文档摘录 =>
<<<<

1、K邻近算法

栏目: Python · 发布时间: 6年前

内容简介:给定一个训练数据,对于新输入的实例,在训练集中找到与该实例最近邻的k个实例,按照少数服从多数原则,这k个实例的多数属于哪个类,则该实例就属于哪个类。模型: k近邻算法的训练数据集本身就是模型不能把所有的数据集进行训练,需要选取一部分为训练样本,一部分为测试样本,用测试样本测试性能

给定一个训练数据,对于新输入的实例,在训练集中找到与该实例最近邻的k个实例,按照少数服从多数原则,这k个实例的多数属于哪个类,则该实例就属于哪个类。

1、K邻近算法

模型: k近邻算法的训练数据集本身就是模型

2 判断机器学习算法的性能

不能把所有的数据集进行训练,需要选取一部分为训练样本,一部分为测试样本,用测试样本测试性能

import numpy as np


def train_test_split(X, y, test_ratio=0.2, seed=None):
    """将数据 X 和 y 按照test_ratio分割成X_train, X_test, y_train, y_test"""
    assert X.shape[0] == y.shape[0], \
        "the size of X must be equal to the size of y"
    assert 0.0 <= test_ratio <= 1.0, \
        "test_ration must be valid"
    
    # 如果下次测试要还原上次随机过程,可以设置这个种子
    if seed:
        np.random.seed(seed)

    # 0~len(X)的乱序数,因为需要对(X,y)进行乱序
    shuffled_indexes = np.random.permutation(len(X))

    test_size = int(len(X) * test_ratio)
    test_indexes = shuffled_indexes[:test_size]
    train_indexes = shuffled_indexes[test_size:]

    X_train = X[train_indexes]
    y_train = y[train_indexes]

    X_test = X[test_indexes]
    y_test = y[test_indexes]

    return X_train, X_test, y_train, y_test

复制代码

3 分类准确性:

预测正确的数量 / 预测的数量

def accuracy_score(y_true, y_predict):
        '''计算y_true和y_predict之间的准确率'''
        assert y_true.shape[0] == y_predict.shape[0], \
            "the size of y_true must be equal to the size of y_predict"
        
        return sum(y_true == y_predict) / len(y_true)
复制代码

4 KNN分类器代码

import numpy as np
from math import sqrt
from collections import Counter
from .metrics import accuracy_score

class KNNClassifier:

    def __init__(self, k):
        """初始化kNN分类器"""
        assert k >= 1, "k must be valid"

>>>>

数据摘录 =>
<<<<

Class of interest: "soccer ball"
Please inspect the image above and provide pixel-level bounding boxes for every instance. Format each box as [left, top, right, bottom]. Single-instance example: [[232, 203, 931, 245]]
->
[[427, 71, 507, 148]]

>>>>

任务要求 => 将K近邻算法文档中从“assert X.shape[0] == y.shape[0], \”到“int(len(X) * test_ratio)”的内容重新写出，并把其中的“shuffled_indexes”全部换成“random_indexes”。

参考答案 =>
assert X.shape[0] == y.shape[0], \
        "the size of X must be equal to the size of y"
    assert 0.0 <= test_ratio <= 1.0, \
        "test_ration must be valid"
    
    # 如果下次测试要还原上次随机过程,可以设置这个种子
    if seed:
        np.random.seed(seed)

    # 0~len(X)的乱序数,因为需要对(X,y)进行乱序
    random_indexes = np.random.permutation(len(X))

    test_size = int(len(X) * test_ratio)